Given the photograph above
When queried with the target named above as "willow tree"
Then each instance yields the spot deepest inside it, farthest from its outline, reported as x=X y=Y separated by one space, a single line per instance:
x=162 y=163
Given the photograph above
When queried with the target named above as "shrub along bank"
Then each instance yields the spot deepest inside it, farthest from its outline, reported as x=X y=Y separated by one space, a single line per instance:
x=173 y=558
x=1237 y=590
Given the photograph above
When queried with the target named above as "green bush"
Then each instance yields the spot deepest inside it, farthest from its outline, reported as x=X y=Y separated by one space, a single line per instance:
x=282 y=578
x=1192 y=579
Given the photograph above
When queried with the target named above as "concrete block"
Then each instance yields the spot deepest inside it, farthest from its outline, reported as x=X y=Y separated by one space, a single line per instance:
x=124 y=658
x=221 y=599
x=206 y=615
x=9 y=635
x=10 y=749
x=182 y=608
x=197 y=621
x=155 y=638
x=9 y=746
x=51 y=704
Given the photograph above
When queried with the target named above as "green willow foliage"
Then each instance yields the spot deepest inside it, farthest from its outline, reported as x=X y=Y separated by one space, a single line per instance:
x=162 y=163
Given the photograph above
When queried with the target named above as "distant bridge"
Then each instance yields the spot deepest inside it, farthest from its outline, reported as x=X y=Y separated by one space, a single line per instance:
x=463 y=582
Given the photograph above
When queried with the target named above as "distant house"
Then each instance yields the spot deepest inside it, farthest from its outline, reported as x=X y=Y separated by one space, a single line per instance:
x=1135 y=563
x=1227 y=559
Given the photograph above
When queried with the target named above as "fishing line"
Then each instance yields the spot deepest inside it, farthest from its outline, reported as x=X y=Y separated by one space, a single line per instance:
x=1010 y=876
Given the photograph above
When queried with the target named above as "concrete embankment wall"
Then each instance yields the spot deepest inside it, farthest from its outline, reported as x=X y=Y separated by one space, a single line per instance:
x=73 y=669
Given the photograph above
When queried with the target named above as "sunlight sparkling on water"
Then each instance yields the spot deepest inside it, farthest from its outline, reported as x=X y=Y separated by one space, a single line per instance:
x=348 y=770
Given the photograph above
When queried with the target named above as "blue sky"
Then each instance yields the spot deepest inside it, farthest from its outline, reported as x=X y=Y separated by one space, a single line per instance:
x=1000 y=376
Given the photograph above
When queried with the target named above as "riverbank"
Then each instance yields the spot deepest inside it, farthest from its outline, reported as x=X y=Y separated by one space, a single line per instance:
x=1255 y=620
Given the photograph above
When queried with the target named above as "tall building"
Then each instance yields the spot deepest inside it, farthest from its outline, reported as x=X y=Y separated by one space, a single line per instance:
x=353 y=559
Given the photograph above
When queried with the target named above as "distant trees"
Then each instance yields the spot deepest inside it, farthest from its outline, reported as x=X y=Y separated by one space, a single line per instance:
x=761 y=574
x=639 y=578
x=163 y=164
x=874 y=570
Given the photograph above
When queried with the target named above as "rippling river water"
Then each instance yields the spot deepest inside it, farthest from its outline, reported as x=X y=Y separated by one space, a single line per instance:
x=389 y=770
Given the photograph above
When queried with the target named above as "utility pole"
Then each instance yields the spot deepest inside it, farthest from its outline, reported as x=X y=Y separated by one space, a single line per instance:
####################
◆ **Exercise objective**: Reproduce the material exactly, with every line intact.

◆ **Correct answer**:
Given the photograph above
When queried with the target named above as "willow tree"
Then each instance yields the spot deepest inside it, farthest from its outline, reported as x=X y=Y separated by one space, a single line per instance:
x=162 y=163
Given the photograph above
When queried with the target named above as "shrub along bank"
Then each instance yields the spot deepest inside it, farthest from its outline, reported as x=X y=Y separated by one space, a single line per instance:
x=173 y=558
x=1237 y=590
Given the photograph above
When queried with the target named above as "green bush"
Then each instance yields the spot deepest inside it, farthest from its outline, reported as x=X y=Y separated by one space, a single line per instance:
x=282 y=578
x=1192 y=579
Given the photograph above
When queried with the target named above as "concrete block"
Then each instance yields the spot deepest inside it, farthest from its outline, reported as x=X y=Y separated by one space, a single line per instance:
x=124 y=658
x=221 y=599
x=206 y=615
x=9 y=635
x=10 y=749
x=182 y=608
x=197 y=621
x=155 y=638
x=9 y=746
x=51 y=704
Given the photograph above
When queried with the target named above as "green willow foliage"
Then each instance yields the spot deepest inside it, farthest from its outline, reported as x=X y=Y separated by one space, a single line per instance:
x=162 y=163
Given the photograph above
When queried with the target named above as "distant bridge"
Then each instance yields the spot deepest inside it, farthest from its outline, reported as x=X y=Y separated by one space, a single line per instance:
x=463 y=582
Given the photograph above
When queried with the target named above as "distant house"
Then each instance yields the spot deepest inside it, farthest from its outline, reported as x=X y=Y separated by one space, a single line per instance:
x=1135 y=563
x=1227 y=559
Given the photograph above
When queried with the target named above as "fishing line"
Then each instance yields the spot deepest inside it, farthest from its outline, reported as x=X y=Y separated by one space, a single line per instance:
x=1010 y=876
Given the photograph above
When queried with the target named above as "concrete embankment wall"
Then each instance yields the spot deepest inside it, farthest from its outline, reported as x=X y=Y separated by one space, a single line per instance:
x=73 y=669
Given the photograph above
When queried with the target named above as "sunlight sparkling on water"
Then each instance yields the spot deepest inside it, farthest from its outline, reported as x=X y=Y separated by one space, a single line per instance:
x=348 y=770
Given the photograph above
When queried with the target named above as "blue sky"
Then each instance yields the spot deepest inside it, farthest from its outline, reported as x=X y=Y separated by one space, a single line per instance:
x=1000 y=376
Given the photograph above
When queried with the target named above as "riverbank"
Then each instance yields the spot deepest inside it, farthest from its outline, reported as x=X y=Y separated by one space, a single line per instance:
x=1255 y=620
Given the photograph above
When queried with the target named above as "tall building"
Then each instance yields the spot deepest inside it, farthest from its outline, reported as x=X y=Y separated by one space, a single line per instance:
x=353 y=559
Given the photograph above
When queried with the target named above as "distant trees"
Then each instance yields the spot deepest inside it, farthest from its outline, reported as x=X y=Y separated by one space, a single line per instance:
x=761 y=574
x=639 y=578
x=163 y=164
x=874 y=570
Given the photograph above
When queried with the target named above as "rippling river water"
Then each instance yields the spot deepest inside it, farthest from its outline, reported as x=X y=Y separated by one space, a single line per instance:
x=389 y=770
Given the photograph above
When queried with the target named above as "utility pole"
Then each instance yields the spot deepest inside it, farthest from its outline, reported as x=X y=Y separated by one space, a single line per instance:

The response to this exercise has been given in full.